Copy the entries below, changing every "spot" to "mark" and leaving everything else as it is.

## TASK DATA
★ ★ ★ ★
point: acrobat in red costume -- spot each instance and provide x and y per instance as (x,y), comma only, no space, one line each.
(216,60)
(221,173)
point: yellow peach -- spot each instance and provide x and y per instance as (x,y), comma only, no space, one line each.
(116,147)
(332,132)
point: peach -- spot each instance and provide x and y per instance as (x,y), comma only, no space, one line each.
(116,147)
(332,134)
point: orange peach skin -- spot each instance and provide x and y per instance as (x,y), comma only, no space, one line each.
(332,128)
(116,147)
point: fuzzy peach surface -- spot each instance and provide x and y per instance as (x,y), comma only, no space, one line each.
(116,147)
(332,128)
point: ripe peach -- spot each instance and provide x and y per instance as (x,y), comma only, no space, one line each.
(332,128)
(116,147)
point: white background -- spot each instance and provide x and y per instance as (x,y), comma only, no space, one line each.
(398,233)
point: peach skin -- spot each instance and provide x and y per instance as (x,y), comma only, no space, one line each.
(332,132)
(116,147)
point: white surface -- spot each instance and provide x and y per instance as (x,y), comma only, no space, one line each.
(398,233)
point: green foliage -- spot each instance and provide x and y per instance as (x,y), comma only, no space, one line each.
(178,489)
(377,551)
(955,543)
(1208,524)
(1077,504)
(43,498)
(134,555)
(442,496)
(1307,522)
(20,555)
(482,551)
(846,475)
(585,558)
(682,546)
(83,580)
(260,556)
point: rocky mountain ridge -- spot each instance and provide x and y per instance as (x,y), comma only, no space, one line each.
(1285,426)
★ ★ ★ ★
## CORRECT RESULT
point: acrobat in red costume -- mark each instance and provide x and y per instance as (x,y), comma only, no space, one line each.
(216,60)
(221,173)
point: yellow peach -- mark each instance and provide x and y per instance as (x,y), comma only, no space, one line each.
(116,147)
(332,132)
point: peach -- mark each instance and provide x and y per instance as (x,y), comma only, no space, one line each.
(116,147)
(332,134)
point: orange peach skin -- mark each instance and provide x and y per instance as (x,y), comma only, no space, one line each.
(332,128)
(116,147)
point: fuzzy peach surface -- mark each instance and provide x and y per instance as (x,y), comma only, no space, one line each.
(116,147)
(332,128)
point: ripe peach -- mark each instance and provide x and y per instance as (x,y), comma only, no space, one line each.
(332,128)
(116,147)
point: white background -- mark each instance and provide x and y per instance as (x,y), comma only, no space, one line each.
(398,233)
point: peach skin -- mark each instance and provide x and y per instance as (x,y), comma only, no space, one line each.
(332,132)
(116,147)
point: white surface -- mark each instance and provide x and y per instance as (x,y), comma only, no space, one line each.
(398,233)
point: green foliage -- mark each instance and provide x and y per instance as (x,y), comma only, no space, one line each.
(178,489)
(377,551)
(955,543)
(1208,524)
(1077,504)
(43,498)
(134,555)
(442,496)
(1307,522)
(20,555)
(482,551)
(846,475)
(585,558)
(682,546)
(83,580)
(260,556)
point: rocky mountain ridge -- mark each instance and provide x and y per instance as (x,y), comma only, no space, one line each.
(1285,426)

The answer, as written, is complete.